_Texte de la page_.
__________________________________________________

12 mars 2008 3 12 /03 /mars /2008 11:10

Le 31 août 2006, le Pape Benoît XVI a reçu les membres du clergé d’Albano, et répondu (de manière improvisée) à leur question. Extrait.

Question du Père Giuseppe Zane
, Vicaire ad omnia, âgé de 83 ans :

"Nous, prêtres, sommes pleinement insérés dans cette Eglise, nous en vivons tous les problèmes et les difficultés. Jeunes ou âgés, nous nous sentons tous inadéquats, tout d'abord parce que nous sommes peu nombreux par rapport aux grandes nécessités et nous sommes d'origines différentes; en outre, nous souffrons du manque de vocations au sacerdoce. C'est pour ces raisons que nous sommes parfois
découragés, cherchant un peu à "tamponner" ici et là, souvent obligés de ne faire que ce qui est le plus urgent, sans projets précis. En voyant les nombreuses choses à faire, nous avons la tentation de privilégier l'action, en négligeant l'être, et cela se reflète inévitablement sur la vie spirituelle, le dialogue avec Dieu, la prière et la charité (l'amour) envers nos frères, souvent éloignés. Saint-Père, que pouvez-vous nous dire à ce propos? J'ai un certain âge... mais mes jeunes confrères peuvent-ils avoir de l'espoir?"

Réponse du Pape Benoît XVI :

Chers frères, (…)

Je n'ai pas la prétention d'être, à présent, une sorte d'"oracle", qui pourrait répondre de manière exhaustive à toutes les questions. Les paroles de saint Grégoire le Grand que vous avez citées, Excellence – que chacun connaisse "infirmitatem suam" –, valent aussi pour le Pape. Même le Pape, jour après jour, doit connaître et reconnaître "infirmitatem suam", ses limites. Il doit reconnaître que ce n'est que dans la collaboration avec tous, dans le dialogue, dans la coopération commune, dans la foi, comme "cooperatores veritatis" – de la Vérité qui est une Personne, Jésus – que nous pouvons effectuer ensemble notre service, chacun pour sa part. C'est dans ce sens que mes réponses ne seront pas exhaustives mais fragmentaires. Toutefois, nous acceptons précisément cela : ce n'est qu'ensemble que nous pouvons composer la "mosaïque" d'un travail pastoral qui répond à la grandeur des défis.

__________________________________________________

_Données fournies_.
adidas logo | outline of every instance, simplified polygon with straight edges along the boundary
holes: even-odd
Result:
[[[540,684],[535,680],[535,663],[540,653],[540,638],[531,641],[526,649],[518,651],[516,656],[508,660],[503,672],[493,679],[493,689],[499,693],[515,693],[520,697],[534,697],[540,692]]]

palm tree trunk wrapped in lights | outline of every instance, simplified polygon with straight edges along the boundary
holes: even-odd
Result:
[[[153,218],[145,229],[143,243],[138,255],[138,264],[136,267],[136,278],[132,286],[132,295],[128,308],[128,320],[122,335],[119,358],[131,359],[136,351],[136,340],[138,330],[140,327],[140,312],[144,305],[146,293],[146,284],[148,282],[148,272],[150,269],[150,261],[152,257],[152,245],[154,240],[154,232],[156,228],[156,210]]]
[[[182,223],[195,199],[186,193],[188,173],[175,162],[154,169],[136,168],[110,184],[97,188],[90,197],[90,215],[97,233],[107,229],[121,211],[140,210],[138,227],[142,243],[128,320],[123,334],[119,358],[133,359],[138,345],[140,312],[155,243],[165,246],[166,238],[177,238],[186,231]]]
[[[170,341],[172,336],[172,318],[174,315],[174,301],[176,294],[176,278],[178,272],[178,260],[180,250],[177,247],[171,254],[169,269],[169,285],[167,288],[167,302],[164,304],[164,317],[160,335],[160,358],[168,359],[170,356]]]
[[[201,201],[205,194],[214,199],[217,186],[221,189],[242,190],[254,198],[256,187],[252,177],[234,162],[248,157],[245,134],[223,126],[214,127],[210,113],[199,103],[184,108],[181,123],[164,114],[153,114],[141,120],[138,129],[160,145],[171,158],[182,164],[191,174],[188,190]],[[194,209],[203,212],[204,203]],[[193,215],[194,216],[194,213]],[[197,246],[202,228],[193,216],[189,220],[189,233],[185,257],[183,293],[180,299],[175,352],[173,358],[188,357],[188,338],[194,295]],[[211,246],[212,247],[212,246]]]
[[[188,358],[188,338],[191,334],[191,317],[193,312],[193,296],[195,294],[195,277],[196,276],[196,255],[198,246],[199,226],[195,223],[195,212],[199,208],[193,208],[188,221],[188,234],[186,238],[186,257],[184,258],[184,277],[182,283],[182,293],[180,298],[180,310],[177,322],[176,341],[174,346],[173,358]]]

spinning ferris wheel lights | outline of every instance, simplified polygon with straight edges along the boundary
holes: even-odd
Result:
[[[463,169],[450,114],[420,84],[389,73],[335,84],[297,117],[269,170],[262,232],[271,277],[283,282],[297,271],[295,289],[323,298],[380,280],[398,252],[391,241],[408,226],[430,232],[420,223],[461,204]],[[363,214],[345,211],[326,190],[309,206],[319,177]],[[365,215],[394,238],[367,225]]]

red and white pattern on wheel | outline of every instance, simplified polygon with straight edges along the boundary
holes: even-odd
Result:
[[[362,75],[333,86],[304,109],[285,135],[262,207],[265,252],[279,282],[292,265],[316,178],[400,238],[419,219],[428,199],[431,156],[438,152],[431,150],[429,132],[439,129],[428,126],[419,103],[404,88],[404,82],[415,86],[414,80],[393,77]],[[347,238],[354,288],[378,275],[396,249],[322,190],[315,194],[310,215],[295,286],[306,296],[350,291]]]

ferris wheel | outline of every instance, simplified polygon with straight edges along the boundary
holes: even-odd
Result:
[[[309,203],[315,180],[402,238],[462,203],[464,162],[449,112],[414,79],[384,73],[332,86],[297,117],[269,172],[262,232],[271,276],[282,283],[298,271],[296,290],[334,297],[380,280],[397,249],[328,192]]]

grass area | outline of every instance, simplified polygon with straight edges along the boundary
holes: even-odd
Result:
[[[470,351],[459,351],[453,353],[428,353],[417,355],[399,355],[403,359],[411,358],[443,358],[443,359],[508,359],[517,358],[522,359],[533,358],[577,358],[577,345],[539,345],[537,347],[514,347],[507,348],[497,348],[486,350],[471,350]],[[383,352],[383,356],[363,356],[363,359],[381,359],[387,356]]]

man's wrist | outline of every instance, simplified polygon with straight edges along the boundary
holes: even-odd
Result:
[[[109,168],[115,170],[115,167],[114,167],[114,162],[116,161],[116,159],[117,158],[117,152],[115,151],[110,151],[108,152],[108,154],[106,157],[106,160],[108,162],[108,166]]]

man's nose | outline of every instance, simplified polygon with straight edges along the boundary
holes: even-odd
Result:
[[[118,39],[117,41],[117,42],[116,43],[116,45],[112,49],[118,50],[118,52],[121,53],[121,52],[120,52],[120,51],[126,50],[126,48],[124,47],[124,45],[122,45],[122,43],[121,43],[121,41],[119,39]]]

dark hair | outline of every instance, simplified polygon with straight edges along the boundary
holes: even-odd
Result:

__________________________________________________

_Consignes_.
(A) Dans l'échange avec le clergé d'Albano, recopiez fidèlement le passage qui s'ouvre sur les mots contenant "Je n'ai pas" et se ferme sur "grandeur des défis.".
(B) D'après l'échange avec le clergé d'Albano, sur quoi le fait de privilégier l'action se reflète-t-il inévitablement, selon le Père Giuseppe Zane ? Citez chaque élément.
(C) Poursuivez l'échange avec le clergé d'Albano en prolongeant la réponse de Benoît XVI après sa dernière phrase.

_Réponses_.
(A)
Je n'ai pas la prétention d'être, à présent, une sorte d'"oracle", qui pourrait répondre de manière exhaustive à toutes les questions. Les paroles de saint Grégoire le Grand que vous avez citées, Excellence – que chacun connaisse "infirmitatem suam" –, valent aussi pour le Pape. Même le Pape, jour après jour, doit connaître et reconnaître "infirmitatem suam", ses limites. Il doit reconnaître que ce n'est que dans la collaboration avec tous, dans le dialogue, dans la coopération commune, dans la foi, comme "cooperatores veritatis" – de la Vérité qui est une Personne, Jésus – que nous pouvons effectuer ensemble notre service, chacun pour sa part. C'est dans ce sens que mes réponses ne seront pas exhaustives mais fragmentaires. Toutefois, nous acceptons précisément cela : ce n'est qu'ensemble que nous pouvons composer la "mosaïque" d'un travail pastoral qui répond à la grandeur des défis.

(B)
- la vie spirituelle
- le dialogue avec Dieu
- la prière
- la charité (l'amour) envers nos frères, souvent éloignés

(C)
Monsieur le Cardinal Sodano, vous avez dit que notre cher confrère, le Père Zane, apparaît un peu pessimiste. Mais je dois dire que chacun de nous a des moments où il peut se décourager face à l'immensité de ce qu'il faudrait faire et aux limites de ce qu'il peut, en revanche, réellement faire. Cela concerne également encore le Pape. Que dois-je faire de l'Eglise à l'heure actuelle, avec les nombreux problèmes, les nombreuses joies, les nombreux défis qui concernent l'Eglise universelle? Tant de choses se passent jour après jour et je ne suis pas en mesure de répondre à tout. J'accomplis ma part, je fais ce que je peux faire. Je cherche à trouver les priorités. Et je suis heureux d'être assisté par de si nombreux collaborateurs précieux. Je peux déjà dire ici, en ce moment : je vois chaque jour le grand travail qu'effectue la Secrétairerie d'Etat sous votre sage direction. Et ce n'est qu'avec ce réseau de collaboration, en m'insérant avec mes petites capacités dans un tout plus grand, que je peux et que j'ose aller de l'avant.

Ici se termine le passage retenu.